### Excerpt to read
|---|

Honghe Prefecture has the following ethnic Hani subgroups (Honghe Ethnic Gazetteer 1989:32):

- Hani
- Nuobi
- Nuomei
- Ache
- Lami
- Baihong
- Asuo
- Budu
- Qide
- Gehe
- Biyue
- Kaduo
- Ha'ou (哈欧)
- Enu (Ximoluo)

Honghe Prefecture has the following 10 ethnic Yi subgroups (Honghe Ethnic Gazetteer 1989:68):

- Nisubo 尼苏泼 (exonyms and other names: Luoluo 罗罗, Sandaohong 三道红, Huayao 花腰, Muji 母基)
- Nibo 尼泼 (exonyms and other names: Sani 撒尼, Azhe 阿哲)
- Gepo 葛泼 (exonyms and other names: White Yi 白彝)
- Siqi 斯期 (exonyms and other names: Large Black Yi 大黑彝, Small Black Yi 小黑彝)
- Axibo 阿细泼 (exonyms and other names: Axi 阿细)
- Puwabo 朴瓦泼, Pulebo 普勒泼 (exonyms and other names: Pula 朴喇)
- Alubo 阿鲁泼 (exonyms and other names: Alu 阿鲁)
- Lesubo 勒苏泼 (exonyms and other names: Shansu 山苏)
- Luobo 罗泼 (exonyms and other names: Awu 阿务, Laowu 老乌)

|---|

### Exercise brief
Pick up the text on Honghe Prefecture's ethnic subgroups right after its final line and carry it on.

|---|

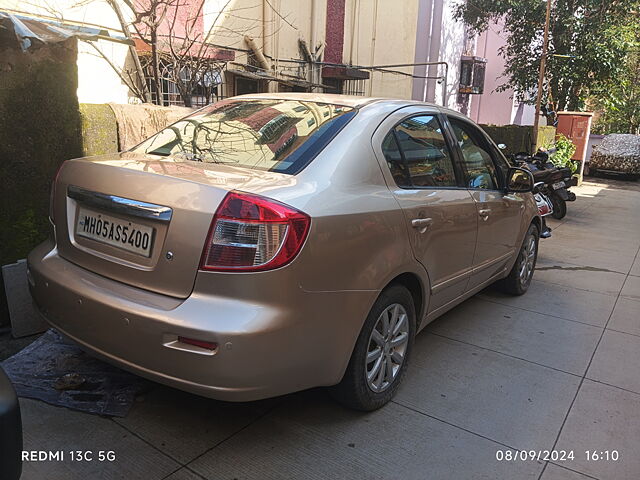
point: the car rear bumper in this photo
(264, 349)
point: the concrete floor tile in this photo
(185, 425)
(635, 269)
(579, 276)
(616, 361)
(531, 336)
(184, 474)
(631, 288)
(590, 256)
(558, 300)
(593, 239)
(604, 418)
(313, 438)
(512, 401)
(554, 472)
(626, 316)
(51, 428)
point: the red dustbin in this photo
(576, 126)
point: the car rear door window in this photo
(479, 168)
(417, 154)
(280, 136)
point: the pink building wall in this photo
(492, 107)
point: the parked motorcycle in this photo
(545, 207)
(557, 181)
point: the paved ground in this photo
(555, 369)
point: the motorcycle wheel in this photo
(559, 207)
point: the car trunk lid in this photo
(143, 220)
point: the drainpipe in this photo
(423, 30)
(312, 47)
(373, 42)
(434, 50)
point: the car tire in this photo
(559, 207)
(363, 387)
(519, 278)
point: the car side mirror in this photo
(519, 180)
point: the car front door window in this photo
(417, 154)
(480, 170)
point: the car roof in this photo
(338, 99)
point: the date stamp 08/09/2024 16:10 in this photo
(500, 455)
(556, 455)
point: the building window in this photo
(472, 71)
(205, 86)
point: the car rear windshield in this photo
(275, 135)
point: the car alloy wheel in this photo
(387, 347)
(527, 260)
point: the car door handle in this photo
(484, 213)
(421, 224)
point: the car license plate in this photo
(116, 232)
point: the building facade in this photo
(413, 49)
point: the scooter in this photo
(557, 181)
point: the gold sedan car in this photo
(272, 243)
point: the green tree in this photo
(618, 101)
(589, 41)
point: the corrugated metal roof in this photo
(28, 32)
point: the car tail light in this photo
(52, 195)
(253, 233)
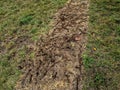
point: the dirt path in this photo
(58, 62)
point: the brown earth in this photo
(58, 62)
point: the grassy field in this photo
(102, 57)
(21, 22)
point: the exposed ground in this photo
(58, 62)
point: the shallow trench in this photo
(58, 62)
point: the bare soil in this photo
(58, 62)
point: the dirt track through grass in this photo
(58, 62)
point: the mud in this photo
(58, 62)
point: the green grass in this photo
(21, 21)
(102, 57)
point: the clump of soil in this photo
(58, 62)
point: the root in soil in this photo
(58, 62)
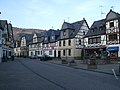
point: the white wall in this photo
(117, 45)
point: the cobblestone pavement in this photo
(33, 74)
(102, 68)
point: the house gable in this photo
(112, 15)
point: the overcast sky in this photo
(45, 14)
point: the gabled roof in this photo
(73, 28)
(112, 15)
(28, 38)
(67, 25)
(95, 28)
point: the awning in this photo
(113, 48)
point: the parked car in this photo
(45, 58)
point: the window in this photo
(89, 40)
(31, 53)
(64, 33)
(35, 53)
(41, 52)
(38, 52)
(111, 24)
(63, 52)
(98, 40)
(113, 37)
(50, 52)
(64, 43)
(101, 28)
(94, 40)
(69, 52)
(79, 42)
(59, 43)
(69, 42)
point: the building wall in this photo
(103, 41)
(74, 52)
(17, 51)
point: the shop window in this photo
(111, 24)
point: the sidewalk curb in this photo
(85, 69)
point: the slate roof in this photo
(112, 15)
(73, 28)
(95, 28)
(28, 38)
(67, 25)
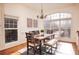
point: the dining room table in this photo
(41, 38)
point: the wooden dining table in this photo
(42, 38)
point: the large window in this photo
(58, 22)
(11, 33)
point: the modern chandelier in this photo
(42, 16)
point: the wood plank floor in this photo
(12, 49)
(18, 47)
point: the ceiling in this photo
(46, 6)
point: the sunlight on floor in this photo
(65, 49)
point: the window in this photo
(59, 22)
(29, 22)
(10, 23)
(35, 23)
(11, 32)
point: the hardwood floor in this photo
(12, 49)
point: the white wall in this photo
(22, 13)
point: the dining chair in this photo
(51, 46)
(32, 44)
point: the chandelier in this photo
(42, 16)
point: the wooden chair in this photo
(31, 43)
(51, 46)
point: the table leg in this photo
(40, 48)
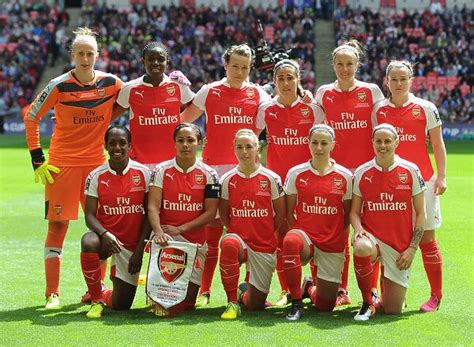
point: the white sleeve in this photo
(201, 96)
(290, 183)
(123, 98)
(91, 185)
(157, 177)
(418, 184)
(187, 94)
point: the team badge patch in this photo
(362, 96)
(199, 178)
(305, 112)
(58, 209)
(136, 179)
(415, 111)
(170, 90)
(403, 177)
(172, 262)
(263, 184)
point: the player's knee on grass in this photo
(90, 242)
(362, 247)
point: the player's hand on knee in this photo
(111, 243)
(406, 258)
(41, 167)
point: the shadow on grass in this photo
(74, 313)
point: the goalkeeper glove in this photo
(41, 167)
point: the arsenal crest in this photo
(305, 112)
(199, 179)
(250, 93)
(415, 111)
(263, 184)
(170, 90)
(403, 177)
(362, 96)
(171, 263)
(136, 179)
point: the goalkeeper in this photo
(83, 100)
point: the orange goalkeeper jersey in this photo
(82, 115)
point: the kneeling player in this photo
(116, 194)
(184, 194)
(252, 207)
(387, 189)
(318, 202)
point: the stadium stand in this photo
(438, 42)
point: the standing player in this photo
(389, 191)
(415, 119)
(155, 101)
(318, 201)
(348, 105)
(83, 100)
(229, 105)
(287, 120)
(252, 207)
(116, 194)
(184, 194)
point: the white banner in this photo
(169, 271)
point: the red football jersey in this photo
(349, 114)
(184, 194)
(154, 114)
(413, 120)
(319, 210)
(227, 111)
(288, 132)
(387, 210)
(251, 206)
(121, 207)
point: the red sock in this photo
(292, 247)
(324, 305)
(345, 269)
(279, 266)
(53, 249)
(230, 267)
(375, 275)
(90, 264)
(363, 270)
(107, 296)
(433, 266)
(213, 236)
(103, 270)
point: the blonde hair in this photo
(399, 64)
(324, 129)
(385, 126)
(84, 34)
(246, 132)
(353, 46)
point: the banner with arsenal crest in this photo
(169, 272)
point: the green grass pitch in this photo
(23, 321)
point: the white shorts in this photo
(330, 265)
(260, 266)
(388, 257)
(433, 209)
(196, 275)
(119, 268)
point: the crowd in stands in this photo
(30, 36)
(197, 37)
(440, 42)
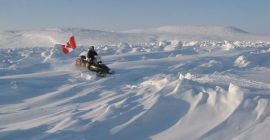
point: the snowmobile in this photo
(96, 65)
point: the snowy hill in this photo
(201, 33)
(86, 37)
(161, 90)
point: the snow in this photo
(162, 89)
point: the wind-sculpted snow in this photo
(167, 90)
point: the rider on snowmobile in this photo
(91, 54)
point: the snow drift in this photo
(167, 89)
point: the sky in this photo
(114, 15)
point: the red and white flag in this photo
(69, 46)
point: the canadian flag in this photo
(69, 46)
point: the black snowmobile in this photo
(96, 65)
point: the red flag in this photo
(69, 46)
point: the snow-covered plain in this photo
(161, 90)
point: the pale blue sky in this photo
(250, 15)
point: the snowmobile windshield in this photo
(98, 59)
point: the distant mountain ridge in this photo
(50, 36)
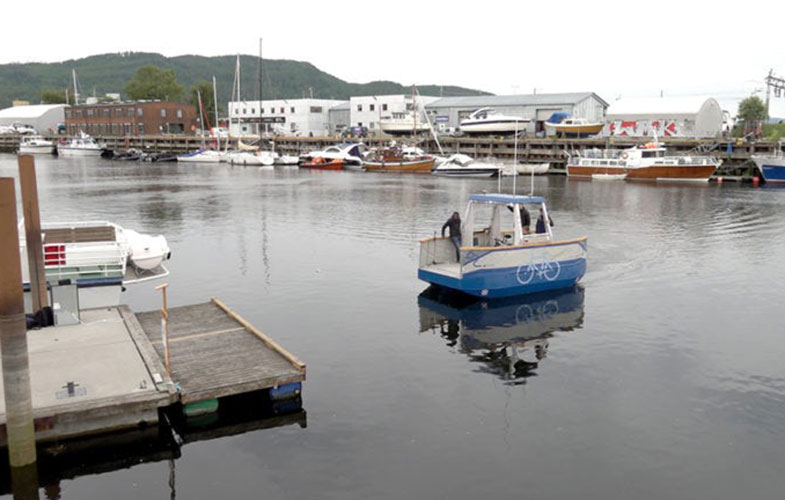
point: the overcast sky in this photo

|---|

### Exercise output
- Xiangtang 香堂

==Transportation==

=== Roads ===

- G80 Guangzhou–Kunming Expressway
- G8011 Kaiyuan–Hekou Expressway
- G5615 Tianbao–Houqiao Expressway
- S45 Yuanjiang–Manhao Expressway
- China National Highway 219
- China National Highway 323
- China National Highway 326
- China National Highway 553

=== Railways ===
The prefecture is crossed by the early-20th century narrow-gauge Kunming–Hai Phong Railway and its branches. These railways have lost most of their economic importance after the opening of the standard-gauge Kunming-Hekou railway (whose sections within the prefecture are the Yuxi–Mengzi Railway and the Mengzi–Hekou Railway).

The prefecture is also served by the Nanning–Kunming high-speed railway and Mile–Mengzi Railway (under construction).

=== Airport ===
Honghe Mengzi Airport is being built in the prefectural capital Mengzi.